- [Problem details] Reproduce the listing below word for word, from its first line through the line that contains "[223,0,245,25]", and leave the pictures out of your copy.

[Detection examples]

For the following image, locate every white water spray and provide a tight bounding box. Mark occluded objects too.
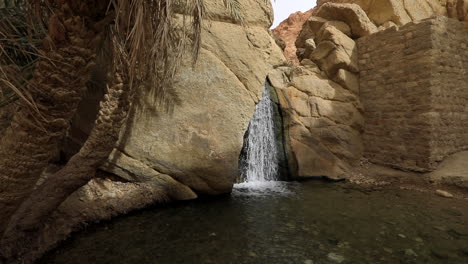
[241,87,279,182]
[234,87,289,195]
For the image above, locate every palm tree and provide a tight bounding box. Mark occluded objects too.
[0,0,204,262]
[0,0,256,263]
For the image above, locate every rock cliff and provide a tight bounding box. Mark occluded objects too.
[269,0,468,186]
[101,0,285,194]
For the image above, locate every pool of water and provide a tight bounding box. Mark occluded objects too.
[40,181,468,264]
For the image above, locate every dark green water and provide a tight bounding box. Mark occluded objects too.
[40,182,468,264]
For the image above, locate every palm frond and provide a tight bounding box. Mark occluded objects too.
[0,7,44,106]
[112,0,205,108]
[223,0,245,25]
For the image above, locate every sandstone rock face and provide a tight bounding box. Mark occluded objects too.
[317,0,447,26]
[358,17,468,172]
[314,3,377,38]
[269,65,363,179]
[427,151,468,188]
[310,25,358,77]
[273,9,313,65]
[106,0,285,194]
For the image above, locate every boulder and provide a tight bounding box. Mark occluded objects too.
[269,66,364,179]
[333,69,359,95]
[95,0,285,194]
[295,16,327,48]
[272,9,313,65]
[315,3,377,38]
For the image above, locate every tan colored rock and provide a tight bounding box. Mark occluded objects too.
[296,16,351,48]
[457,0,468,21]
[295,16,327,48]
[333,69,359,94]
[436,190,453,198]
[101,0,285,194]
[272,9,313,65]
[310,26,358,77]
[426,151,468,188]
[315,3,377,38]
[317,0,444,26]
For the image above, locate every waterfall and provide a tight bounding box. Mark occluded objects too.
[241,86,279,183]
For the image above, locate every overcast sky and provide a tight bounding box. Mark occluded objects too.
[271,0,316,28]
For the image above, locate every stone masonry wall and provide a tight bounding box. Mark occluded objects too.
[358,17,468,171]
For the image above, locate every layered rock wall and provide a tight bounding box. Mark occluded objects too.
[358,17,468,171]
[105,0,285,194]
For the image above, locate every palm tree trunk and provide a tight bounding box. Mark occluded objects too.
[0,0,105,235]
[0,73,130,260]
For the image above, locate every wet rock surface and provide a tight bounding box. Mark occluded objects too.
[40,181,468,264]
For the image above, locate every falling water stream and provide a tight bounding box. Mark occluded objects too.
[235,86,288,191]
[39,85,468,264]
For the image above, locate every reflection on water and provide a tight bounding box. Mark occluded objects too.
[41,182,468,264]
[232,181,299,197]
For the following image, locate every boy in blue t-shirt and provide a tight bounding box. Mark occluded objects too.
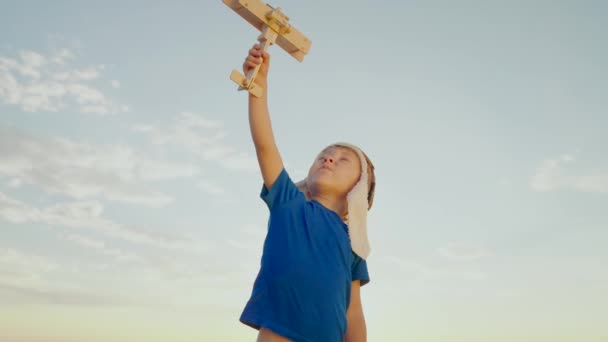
[240,44,376,342]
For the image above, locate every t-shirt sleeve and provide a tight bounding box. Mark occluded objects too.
[351,252,369,286]
[260,168,306,210]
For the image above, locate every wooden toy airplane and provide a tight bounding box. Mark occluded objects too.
[223,0,312,97]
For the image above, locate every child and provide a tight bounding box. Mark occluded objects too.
[240,44,376,342]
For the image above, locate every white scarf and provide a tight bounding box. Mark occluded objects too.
[296,142,371,259]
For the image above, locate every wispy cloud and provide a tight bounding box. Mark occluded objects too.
[0,247,58,288]
[437,242,491,261]
[0,49,128,114]
[0,192,206,253]
[131,112,257,171]
[63,234,143,262]
[530,154,608,193]
[376,255,487,280]
[0,125,198,207]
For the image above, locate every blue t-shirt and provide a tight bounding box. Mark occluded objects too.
[240,169,369,342]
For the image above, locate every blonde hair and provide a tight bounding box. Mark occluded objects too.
[296,143,376,210]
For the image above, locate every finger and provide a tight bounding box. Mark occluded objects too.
[244,61,260,69]
[245,56,263,64]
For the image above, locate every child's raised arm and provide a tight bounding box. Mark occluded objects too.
[243,44,283,189]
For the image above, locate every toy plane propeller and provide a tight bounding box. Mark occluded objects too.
[223,0,312,97]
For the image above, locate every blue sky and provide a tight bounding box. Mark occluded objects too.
[0,0,608,342]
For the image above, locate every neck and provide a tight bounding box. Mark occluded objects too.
[310,194,348,218]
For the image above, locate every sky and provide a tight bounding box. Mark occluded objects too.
[0,0,608,342]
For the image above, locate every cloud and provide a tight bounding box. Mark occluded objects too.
[0,126,198,207]
[530,154,608,193]
[437,242,491,261]
[0,49,128,114]
[63,234,143,262]
[376,255,487,280]
[131,112,258,172]
[0,192,207,255]
[0,247,58,287]
[198,180,226,195]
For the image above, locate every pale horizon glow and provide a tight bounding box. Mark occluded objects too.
[0,0,608,342]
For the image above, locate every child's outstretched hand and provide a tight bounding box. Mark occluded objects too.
[243,43,270,84]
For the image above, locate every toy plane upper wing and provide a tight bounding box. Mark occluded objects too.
[223,0,312,97]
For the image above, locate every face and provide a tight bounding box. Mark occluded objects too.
[308,146,361,197]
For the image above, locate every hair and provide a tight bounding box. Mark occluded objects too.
[296,143,376,210]
[323,143,376,210]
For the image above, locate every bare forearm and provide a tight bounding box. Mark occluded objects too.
[345,313,367,342]
[249,82,275,150]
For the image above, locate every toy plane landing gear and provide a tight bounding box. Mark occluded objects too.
[223,0,312,97]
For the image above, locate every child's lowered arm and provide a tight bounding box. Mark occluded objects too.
[243,44,283,189]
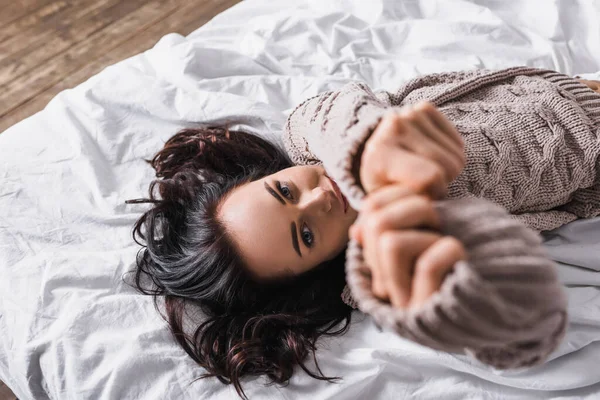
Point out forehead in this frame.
[219,179,299,277]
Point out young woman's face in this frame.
[219,166,357,279]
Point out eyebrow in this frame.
[290,222,302,257]
[265,182,302,257]
[265,182,285,205]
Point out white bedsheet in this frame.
[0,0,600,400]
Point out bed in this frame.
[0,0,600,400]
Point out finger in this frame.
[404,102,464,163]
[371,268,390,302]
[357,184,416,214]
[363,195,440,237]
[380,148,447,199]
[409,103,466,170]
[409,236,466,307]
[425,105,465,149]
[378,230,439,308]
[405,134,464,184]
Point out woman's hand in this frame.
[350,185,466,308]
[360,103,465,199]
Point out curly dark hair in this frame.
[128,127,352,398]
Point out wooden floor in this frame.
[0,0,240,394]
[0,0,240,133]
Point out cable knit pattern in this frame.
[284,67,600,368]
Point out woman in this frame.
[129,67,600,396]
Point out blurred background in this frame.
[0,0,240,400]
[0,0,240,134]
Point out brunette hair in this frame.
[129,128,352,398]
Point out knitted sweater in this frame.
[284,67,600,368]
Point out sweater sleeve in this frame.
[346,198,567,369]
[283,69,489,210]
[284,82,393,210]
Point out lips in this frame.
[326,175,348,214]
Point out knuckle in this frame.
[378,232,400,254]
[365,213,385,235]
[415,260,441,276]
[417,101,436,113]
[418,165,444,191]
[371,285,387,299]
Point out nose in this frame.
[299,187,332,215]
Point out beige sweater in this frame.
[284,67,600,368]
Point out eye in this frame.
[302,224,315,248]
[276,182,294,200]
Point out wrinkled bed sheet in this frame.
[0,0,600,400]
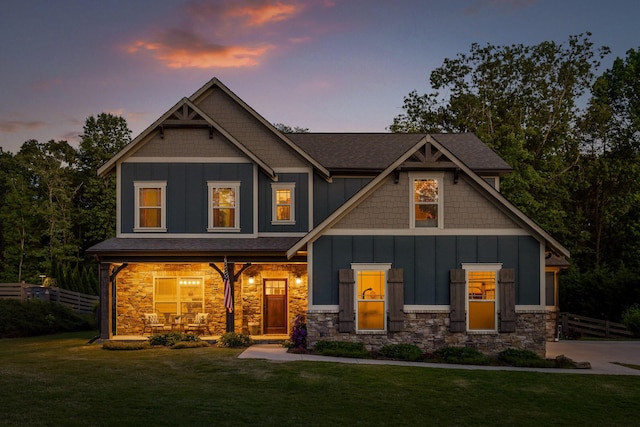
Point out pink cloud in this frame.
[127,29,272,68]
[125,0,335,69]
[0,120,46,133]
[227,2,304,26]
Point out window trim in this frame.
[152,275,205,317]
[409,172,444,230]
[271,182,296,225]
[133,181,167,233]
[462,263,502,334]
[351,263,391,334]
[207,181,240,232]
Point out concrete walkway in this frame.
[238,341,640,376]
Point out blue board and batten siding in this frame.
[258,173,309,233]
[312,236,540,305]
[120,163,254,234]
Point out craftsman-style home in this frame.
[89,79,569,354]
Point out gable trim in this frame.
[427,135,571,257]
[287,137,426,259]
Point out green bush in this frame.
[218,332,253,348]
[434,347,491,365]
[622,304,640,337]
[378,344,424,362]
[0,299,96,338]
[149,332,200,347]
[171,341,209,350]
[313,341,371,359]
[498,348,554,368]
[102,341,149,351]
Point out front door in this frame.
[264,279,287,335]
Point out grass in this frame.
[0,333,640,426]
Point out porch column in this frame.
[224,262,236,332]
[99,262,113,340]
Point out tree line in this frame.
[390,33,640,320]
[0,33,640,320]
[0,113,131,295]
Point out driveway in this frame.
[547,341,640,375]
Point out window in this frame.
[207,182,240,231]
[352,264,391,331]
[544,271,556,306]
[271,183,296,224]
[133,182,167,231]
[411,175,442,228]
[153,277,204,323]
[463,264,501,331]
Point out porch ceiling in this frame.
[87,237,300,260]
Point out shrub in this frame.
[218,332,253,348]
[149,332,200,347]
[102,341,149,351]
[378,344,424,362]
[434,347,491,365]
[287,314,307,350]
[314,341,371,359]
[622,304,640,337]
[498,348,555,368]
[171,341,209,350]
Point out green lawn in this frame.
[0,333,640,427]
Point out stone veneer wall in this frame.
[307,312,546,357]
[115,263,307,335]
[546,309,559,341]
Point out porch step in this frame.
[251,335,289,345]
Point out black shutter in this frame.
[449,269,467,332]
[387,268,404,332]
[338,268,355,332]
[498,268,516,332]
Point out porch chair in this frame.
[142,313,164,335]
[187,313,211,335]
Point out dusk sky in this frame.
[0,0,640,153]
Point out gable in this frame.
[333,172,520,230]
[131,128,245,160]
[194,87,309,168]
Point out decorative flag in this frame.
[222,257,233,313]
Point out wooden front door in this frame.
[263,279,288,334]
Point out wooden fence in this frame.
[0,283,100,314]
[560,313,633,338]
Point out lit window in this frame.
[411,176,442,228]
[153,277,204,322]
[271,183,296,224]
[465,266,499,331]
[133,182,167,231]
[207,182,240,231]
[352,264,391,332]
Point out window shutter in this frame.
[338,268,355,332]
[449,269,467,332]
[499,268,516,332]
[387,268,404,332]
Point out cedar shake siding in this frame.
[131,128,244,161]
[333,173,520,229]
[198,90,308,168]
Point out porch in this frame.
[101,262,308,342]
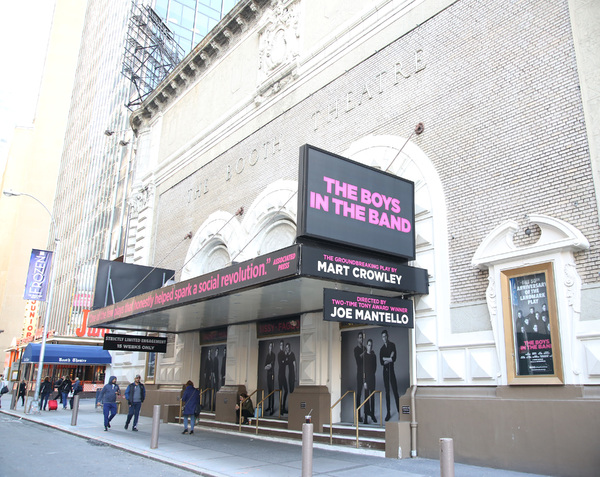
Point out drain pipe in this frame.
[410,384,417,457]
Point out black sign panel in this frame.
[102,333,167,353]
[92,260,175,310]
[301,244,429,294]
[88,245,298,327]
[297,145,415,260]
[323,288,414,328]
[256,317,300,338]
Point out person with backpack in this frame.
[125,374,146,431]
[99,376,121,431]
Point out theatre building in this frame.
[89,0,600,475]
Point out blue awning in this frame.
[21,343,112,366]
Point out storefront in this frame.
[19,343,112,392]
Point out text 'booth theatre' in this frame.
[88,0,600,475]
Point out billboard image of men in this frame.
[364,338,377,424]
[203,348,213,411]
[265,341,275,416]
[277,340,288,414]
[354,331,366,422]
[213,348,221,393]
[379,330,400,421]
[285,343,296,394]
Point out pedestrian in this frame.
[0,374,9,409]
[69,378,83,409]
[99,376,121,431]
[181,381,200,434]
[235,393,254,424]
[17,379,27,406]
[125,374,146,431]
[40,376,52,411]
[54,377,64,403]
[60,376,73,409]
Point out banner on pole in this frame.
[24,248,52,301]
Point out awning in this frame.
[21,343,112,366]
[88,243,429,333]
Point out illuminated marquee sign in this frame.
[298,145,415,260]
[323,288,414,328]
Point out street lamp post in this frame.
[3,190,60,403]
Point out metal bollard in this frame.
[440,438,454,477]
[302,416,313,477]
[71,394,79,426]
[150,404,160,449]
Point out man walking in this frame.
[99,376,121,431]
[125,374,146,432]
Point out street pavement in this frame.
[0,396,539,477]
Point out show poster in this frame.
[341,326,410,426]
[323,288,413,328]
[253,335,300,417]
[199,344,227,411]
[509,272,554,376]
[23,248,52,301]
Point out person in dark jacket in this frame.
[235,393,254,424]
[99,376,121,431]
[125,374,146,431]
[60,376,73,409]
[40,376,52,411]
[17,379,27,406]
[181,381,200,434]
[69,378,83,409]
[54,377,63,403]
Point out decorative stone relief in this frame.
[256,0,300,99]
[442,350,466,381]
[584,341,600,377]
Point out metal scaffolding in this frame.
[121,0,183,109]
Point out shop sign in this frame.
[88,245,299,326]
[102,333,167,353]
[24,248,52,301]
[323,288,414,328]
[302,244,429,294]
[297,145,415,260]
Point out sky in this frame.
[0,0,55,173]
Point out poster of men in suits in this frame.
[509,272,554,376]
[342,326,410,424]
[200,344,227,411]
[256,336,300,416]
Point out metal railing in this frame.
[329,391,358,444]
[255,389,281,434]
[354,391,383,449]
[238,389,258,432]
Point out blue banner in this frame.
[24,248,52,301]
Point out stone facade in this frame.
[117,0,600,475]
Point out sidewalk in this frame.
[0,399,548,477]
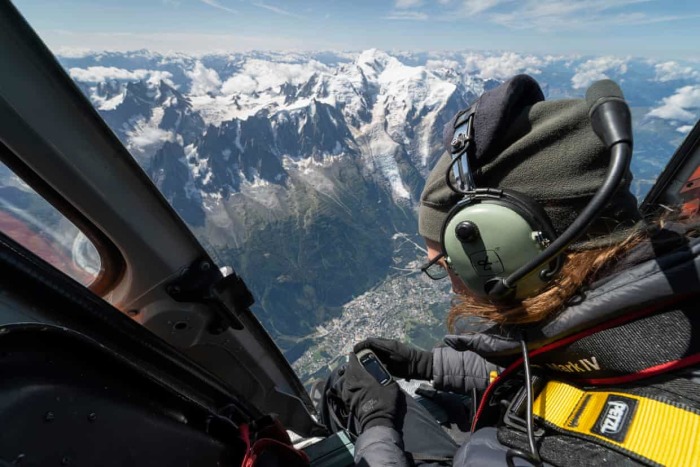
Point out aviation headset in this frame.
[440,80,632,303]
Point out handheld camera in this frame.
[355,349,392,386]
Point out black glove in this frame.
[341,353,406,432]
[354,337,433,381]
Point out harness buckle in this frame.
[503,375,546,437]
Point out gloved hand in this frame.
[341,353,405,432]
[354,337,433,381]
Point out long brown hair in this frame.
[447,234,644,332]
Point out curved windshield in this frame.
[14,0,700,388]
[0,163,101,286]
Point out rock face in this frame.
[62,50,700,355]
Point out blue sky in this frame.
[12,0,700,60]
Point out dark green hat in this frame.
[418,75,641,249]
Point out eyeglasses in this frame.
[420,253,448,281]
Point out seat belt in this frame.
[533,380,700,466]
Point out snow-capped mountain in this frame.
[59,50,700,354]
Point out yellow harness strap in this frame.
[533,381,700,466]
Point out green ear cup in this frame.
[442,201,546,299]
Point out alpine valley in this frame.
[53,50,700,379]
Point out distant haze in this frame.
[13,0,700,60]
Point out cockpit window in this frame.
[0,163,102,286]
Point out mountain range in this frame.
[50,49,700,366]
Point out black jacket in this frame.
[355,226,700,466]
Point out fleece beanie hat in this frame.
[418,75,641,249]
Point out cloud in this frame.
[253,3,303,19]
[186,60,221,96]
[647,85,700,123]
[42,30,322,55]
[484,0,688,31]
[571,57,627,89]
[461,0,512,16]
[221,59,327,94]
[394,0,423,10]
[68,66,173,86]
[464,52,546,79]
[654,61,700,82]
[200,0,238,15]
[384,11,428,21]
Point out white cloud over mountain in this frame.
[186,60,221,96]
[68,66,173,85]
[647,85,700,122]
[654,61,700,82]
[571,57,627,89]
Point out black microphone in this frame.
[486,79,632,303]
[586,79,632,149]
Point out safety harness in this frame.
[472,289,700,465]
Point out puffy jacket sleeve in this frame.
[433,347,501,393]
[355,426,409,467]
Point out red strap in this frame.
[472,291,700,432]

- [Reply]
For the following image, locate every white water spray and provide a tight bounding box. Mark occluded objects too.
[241,87,279,182]
[234,87,289,195]
For the image above, locate every palm tree and provide a tight bounding box. Mark occluded objects too.
[0,0,204,262]
[0,0,256,263]
For the image above, locate every rock cliff and provide a tight bounding box. Mark occluded objects too.
[269,0,468,186]
[101,0,285,194]
For the image above, locate every pool of water and provide a tight bounding box. Mark occluded objects too.
[40,181,468,264]
For the image above, locate every dark green water and provide a tight bounding box. Mark occluded objects too.
[40,182,468,264]
For the image above, locate every palm frond and provide a tight bounding box. Mark occluded objects too.
[0,7,44,106]
[112,0,205,108]
[223,0,245,25]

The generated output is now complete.